CHALLENGES
a: According to the forum post on amplifier fusing, why does the example call for 4 gauge power wire between the battery and the amps? Answer in one to three sentences.
b: Repeat the part of the forum post on amplifier fusing that begins at the words "So adding a" and stops after "it will need???".

SOURCE EXCERPT

What fusing is correct here?

Hcw
10+ year member

Junior Member
To determine the approximate current draw in “amps” of one’s amplifiers you need to calculate the total power of each amp. Multiply total number of channels times the number of RMS watts per channel. In this particular example we will use the first amp at 4x 150 rms watts = 600w rms. The second amp 1x 280w rms = 280w rms. These total 880w rms. This total is than doubled and divided by 13.8 to give approximate “current draw. So our total 880w rms x 2 = 1760 divided by 13.8 = 127 amps.

Using this figure of 127 amps we can determine the proper wire gauge size from charts. In this case we need to run a length of wire 10-13 ft. According to the charts on the net Cable Gauge Chart this would require a 4 gauge power wire to be run between the battery and the amps capable of supporting up to a maximum of 150 amps.

Questions:

So from this information does it mean that the power lead should be fused with a 150 amp fuse at the battery?

This would include that this lead is going to a junction block and each power lead from the junction block going directly into each amp?

I ask this as there are articles stating that one should add the sum of all fuses in the amps which in my case as an example would be 2x70amps in the first amp = 140 amps for it. The second amp has a 40 amp fuse for a combined total of 180amps.

Question:

So what than doe’s one fuse for at the battery? The maximum amount the 4 gauge wire is capable of supporting which is 150 amps or this new Figure of 180 amps? (30 amp difference) or the figure we obtained at the top of this page for “approximate amp draw” that was figured at 127 amps?

To further confuse issues we are told that the amps are protected with their built in fuses and that we are only protecting the “power wire” lead between TWO POINTS in case of shorts. This brings up the question of fusing between the battery and a junction block and than running from the junction block directly into each amp. Unless these power leads of the same 4 gauge are fused at this point between each amp and the junction block they are relying on the fuse at the battery as well are they not?

So adding a fuse between the junction block and each amp would protect these leads in the event of them shorting? These would have 140 amps on the first amp and a 40 amp on the second amp to match to their fuse rating built in?

So the question is by adding these additional fuses between each amp and the junction block does it make any difference in the fuse size that one uses at the battery because they are individually fused as well? This pertaining to the three different amperage Numbers we have obtained:

-The approximate current draw of 127 amps at the start of all this.

-The 125-150 amp figure the 4 gauge wire is capable of carrying (between battery and Junction Block)

-The 180 amp figure the total sum of all built in fuses to the two amps?

In another artical it states that you can fuse this power lead at the battery with a 60-80 amp fuse on a 4 gauge it is all it will need???

SUPPLIED INFORMATION
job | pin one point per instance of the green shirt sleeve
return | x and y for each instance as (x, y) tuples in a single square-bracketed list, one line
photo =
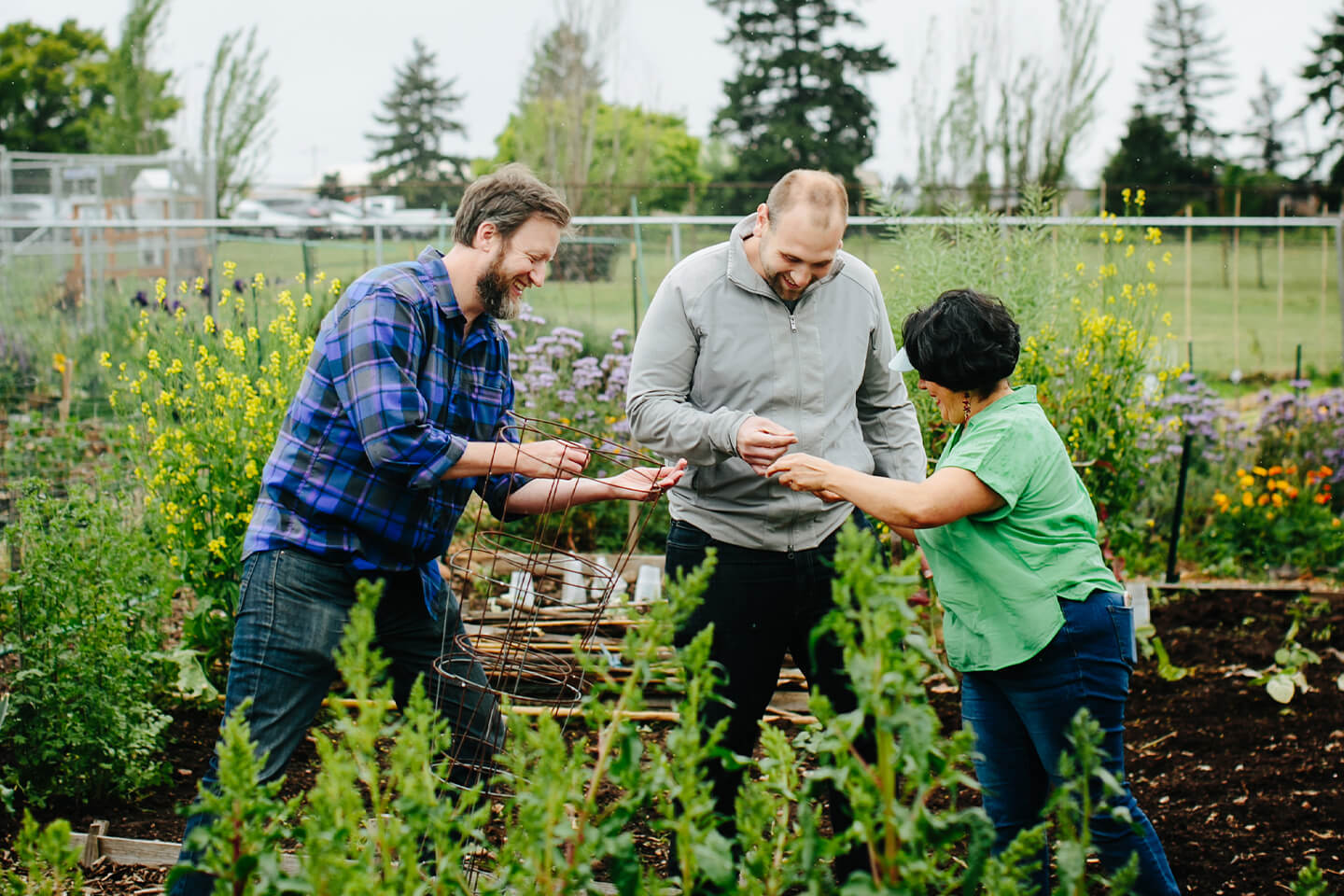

ANSWERS FOR THE TASKS
a: The estimated current draw is 127 amps, and the wire must run 10-13 ft. For that draw and length, the cable gauge charts call for 4 gauge wire, which can support up to 150 amps.

b:
So adding a fuse between the junction block and each amp would protect these leads in the event of them shorting? These would have 140 amps on the first amp and a 40 amp on the second amp to match to their fuse rating built in?

So the question is by adding these additional fuses between each amp and the junction block does it make any difference in the fuse size that one uses at the battery because they are individually fused as well? This pertaining to the three different amperage Numbers we have obtained:

-The approximate current draw of 127 amps at the start of all this.

-The 125-150 amp figure the 4 gauge wire is capable of carrying (between battery and Junction Block)

-The 180 amp figure the total sum of all built in fuses to the two amps?

In another artical it states that you can fuse this power lead at the battery with a 60-80 amp fuse on a 4 gauge it is all it will need???